→ **課題一覧**:
(a) 寄生生物についての文章を読んで、次の問いに答えなさい。
(i) 筆者が現在研究対象にしているのは、何にいる寄生生物か。
(ii) 寄生虫は宿主を殺さずに栄養を摂取するため、どのような方向に進化してきたと述べられているか。
(iii) 寄生虫が利用するような生物間相互作用は、少なくともどれほどのタイムスケールにわたって安定しているはずだとされているか。
(b) 寄生生物についての文章のうち、「その一つは,生態系の指標とし」から「系の指標となりうるのである。」までの部分をすべて、一字も変えずに出力しなさい。

寄生生物研究から保全へ

浦部美佐子

環境生態学科

私は本来,生物そのものに関心があり,普遍よりは個別の問題に興味を持っている。私が現在研究対象にしているのは淡水生物にいる寄生生物である。寄生生物は多種多様で,一説によると生物種の半数以上は寄生性だとされているほどであるが,まだ,分類学や生活史といった基本事項すら未知の部分が多い。今まで誰も知らなかった新種の生物を発見し,そのライフサイクルを一つ一つ確定していくのは,ナチュラリストとして大きな楽しみである。

寄生生物は,(特に日本の)生態学分野では,近年までほとんど取り扱われることのなかった生物である。それは故のないことではなく,寄生虫は,宿主を殺さずに栄養を摂取するため,自分の体を小さくし,外部への影響をできるだけ軽減する方向に進化してきた生物である。一部に病原性を有する種類がいるものの,全体的には,生態系全体のダイナミクスへ影響を与えることは少なく,いわば影薄く生きている生物であり,生態系を動かす駆動力ではない。それでは,寄生虫を通して見えてくる環境問題とはいったい何なのだろうか。

その一つは,生態系の指標としての可能性である。寄生虫は,それ自身が生物多様性の大きな割合を占めているが,同時に,寄生虫の多くは,一生に複数種の生物を宿主として利用するという生活環を持っている。従って,一種の寄生虫の生存には,複数種からなる決まった生物群集が必要である。さらに,寄生虫がある宿主から別の宿主へと移動するには,食物連鎖など,宿主生物間のかかわり合いに便乗して行われることが多い。寄生虫が利用するような生物間相互作用は,少なくとも数万年の進化的なタイムスケールにわたって安定しているはずであり,ある意味一つの典型といってよい。したがって,寄生虫は生態系の指標となりうるのである。

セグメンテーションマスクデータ
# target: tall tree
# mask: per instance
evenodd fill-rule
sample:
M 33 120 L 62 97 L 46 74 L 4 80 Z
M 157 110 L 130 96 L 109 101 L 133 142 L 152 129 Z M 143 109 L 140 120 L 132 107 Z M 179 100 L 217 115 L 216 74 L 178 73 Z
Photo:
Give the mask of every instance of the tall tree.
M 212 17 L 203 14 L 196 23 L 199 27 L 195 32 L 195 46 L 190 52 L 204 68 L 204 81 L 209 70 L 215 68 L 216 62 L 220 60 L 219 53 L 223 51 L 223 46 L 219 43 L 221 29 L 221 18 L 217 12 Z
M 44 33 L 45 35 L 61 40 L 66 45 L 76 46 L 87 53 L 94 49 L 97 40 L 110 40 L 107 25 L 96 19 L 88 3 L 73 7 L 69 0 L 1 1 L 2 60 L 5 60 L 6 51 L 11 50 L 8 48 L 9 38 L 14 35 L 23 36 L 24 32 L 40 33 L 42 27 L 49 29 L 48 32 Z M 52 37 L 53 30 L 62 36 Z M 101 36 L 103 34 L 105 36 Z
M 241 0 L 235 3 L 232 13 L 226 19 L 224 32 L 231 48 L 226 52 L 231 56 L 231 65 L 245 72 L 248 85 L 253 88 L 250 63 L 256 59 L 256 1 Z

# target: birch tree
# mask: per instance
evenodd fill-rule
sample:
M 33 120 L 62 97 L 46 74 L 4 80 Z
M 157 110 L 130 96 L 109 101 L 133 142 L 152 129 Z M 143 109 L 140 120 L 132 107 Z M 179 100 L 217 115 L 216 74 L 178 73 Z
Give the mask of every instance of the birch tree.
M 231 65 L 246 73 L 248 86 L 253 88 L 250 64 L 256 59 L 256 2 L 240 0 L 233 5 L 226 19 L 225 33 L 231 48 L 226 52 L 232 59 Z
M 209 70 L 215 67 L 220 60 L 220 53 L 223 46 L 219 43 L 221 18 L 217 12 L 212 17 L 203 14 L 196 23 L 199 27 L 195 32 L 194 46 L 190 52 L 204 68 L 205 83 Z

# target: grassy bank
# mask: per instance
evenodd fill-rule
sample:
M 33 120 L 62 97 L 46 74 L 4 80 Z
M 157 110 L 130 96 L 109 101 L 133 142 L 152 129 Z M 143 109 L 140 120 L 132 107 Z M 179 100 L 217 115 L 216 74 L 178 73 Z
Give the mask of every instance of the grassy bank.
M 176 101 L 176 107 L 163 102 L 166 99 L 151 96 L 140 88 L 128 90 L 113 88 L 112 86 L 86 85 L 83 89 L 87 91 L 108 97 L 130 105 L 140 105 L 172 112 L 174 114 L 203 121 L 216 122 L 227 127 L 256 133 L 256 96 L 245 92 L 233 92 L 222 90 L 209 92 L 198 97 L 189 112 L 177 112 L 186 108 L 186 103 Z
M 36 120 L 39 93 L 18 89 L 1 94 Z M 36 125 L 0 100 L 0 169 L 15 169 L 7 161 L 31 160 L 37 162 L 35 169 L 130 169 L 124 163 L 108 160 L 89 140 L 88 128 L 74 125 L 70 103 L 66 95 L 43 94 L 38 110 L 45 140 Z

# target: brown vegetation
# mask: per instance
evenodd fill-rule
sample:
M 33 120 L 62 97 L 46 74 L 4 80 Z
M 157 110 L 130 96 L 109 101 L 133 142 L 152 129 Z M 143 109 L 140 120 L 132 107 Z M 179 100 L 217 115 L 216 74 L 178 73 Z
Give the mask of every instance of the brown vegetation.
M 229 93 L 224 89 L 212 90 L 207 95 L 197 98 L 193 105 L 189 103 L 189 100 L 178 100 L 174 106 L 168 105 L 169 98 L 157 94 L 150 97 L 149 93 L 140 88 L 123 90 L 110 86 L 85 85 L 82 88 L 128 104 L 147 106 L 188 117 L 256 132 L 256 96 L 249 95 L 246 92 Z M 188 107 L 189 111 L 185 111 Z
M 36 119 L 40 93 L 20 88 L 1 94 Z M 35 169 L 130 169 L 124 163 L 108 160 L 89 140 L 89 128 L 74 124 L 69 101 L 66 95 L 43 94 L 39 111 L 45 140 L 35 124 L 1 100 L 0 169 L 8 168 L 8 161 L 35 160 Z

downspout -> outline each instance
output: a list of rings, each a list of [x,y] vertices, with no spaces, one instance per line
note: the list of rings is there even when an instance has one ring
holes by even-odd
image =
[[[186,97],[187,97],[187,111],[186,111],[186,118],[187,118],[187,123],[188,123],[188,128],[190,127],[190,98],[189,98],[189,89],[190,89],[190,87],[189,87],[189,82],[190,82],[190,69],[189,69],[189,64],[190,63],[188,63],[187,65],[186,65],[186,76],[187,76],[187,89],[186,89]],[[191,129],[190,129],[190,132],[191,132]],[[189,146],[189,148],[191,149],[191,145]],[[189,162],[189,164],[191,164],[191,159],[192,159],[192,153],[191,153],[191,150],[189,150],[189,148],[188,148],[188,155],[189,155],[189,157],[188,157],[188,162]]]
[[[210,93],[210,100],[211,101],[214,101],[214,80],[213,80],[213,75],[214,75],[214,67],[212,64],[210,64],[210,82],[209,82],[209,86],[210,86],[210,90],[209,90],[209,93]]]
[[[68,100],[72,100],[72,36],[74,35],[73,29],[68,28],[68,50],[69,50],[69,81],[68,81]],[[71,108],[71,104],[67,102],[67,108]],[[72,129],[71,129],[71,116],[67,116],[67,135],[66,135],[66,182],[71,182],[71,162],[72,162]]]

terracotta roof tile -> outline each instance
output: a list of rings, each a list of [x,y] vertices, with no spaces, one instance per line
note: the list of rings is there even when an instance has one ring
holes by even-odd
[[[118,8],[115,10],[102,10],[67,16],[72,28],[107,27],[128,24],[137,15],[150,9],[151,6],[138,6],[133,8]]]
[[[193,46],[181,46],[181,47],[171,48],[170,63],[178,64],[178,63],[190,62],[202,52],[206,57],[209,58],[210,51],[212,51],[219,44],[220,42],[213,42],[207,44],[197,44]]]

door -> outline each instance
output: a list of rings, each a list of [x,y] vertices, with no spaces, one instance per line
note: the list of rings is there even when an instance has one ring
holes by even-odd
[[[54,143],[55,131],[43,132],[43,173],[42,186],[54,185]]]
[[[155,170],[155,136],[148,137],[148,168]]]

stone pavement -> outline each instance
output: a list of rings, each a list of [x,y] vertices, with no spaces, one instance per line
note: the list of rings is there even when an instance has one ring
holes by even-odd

→ **課題の解答**:
(a)
(i) 淡水生物
(ii) 自分の体を小さくし、外部への影響をできるだけ軽減する方向
(iii) 数万年の進化的なタイムスケール

(b)
その一つは,生態系の指標としての可能性である。寄生虫は,それ自身が生物多様性の大きな割合を占めているが,同時に,寄生虫の多くは,一生に複数種の生物を宿主として利用するという生活環を持っている。従って,一種の寄生虫の生存には,複数種からなる決まった生物群集が必要である。さらに,寄生虫がある宿主から別の宿主へと移動するには,食物連鎖など,宿主生物間のかかわり合いに便乗して行われることが多い。寄生虫が利用するような生物間相互作用は,少なくとも数万年の進化的なタイムスケールにわたって安定しているはずであり,ある意味一つの典型といってよい。したがって,寄生虫は生態系の指標となりうるのである。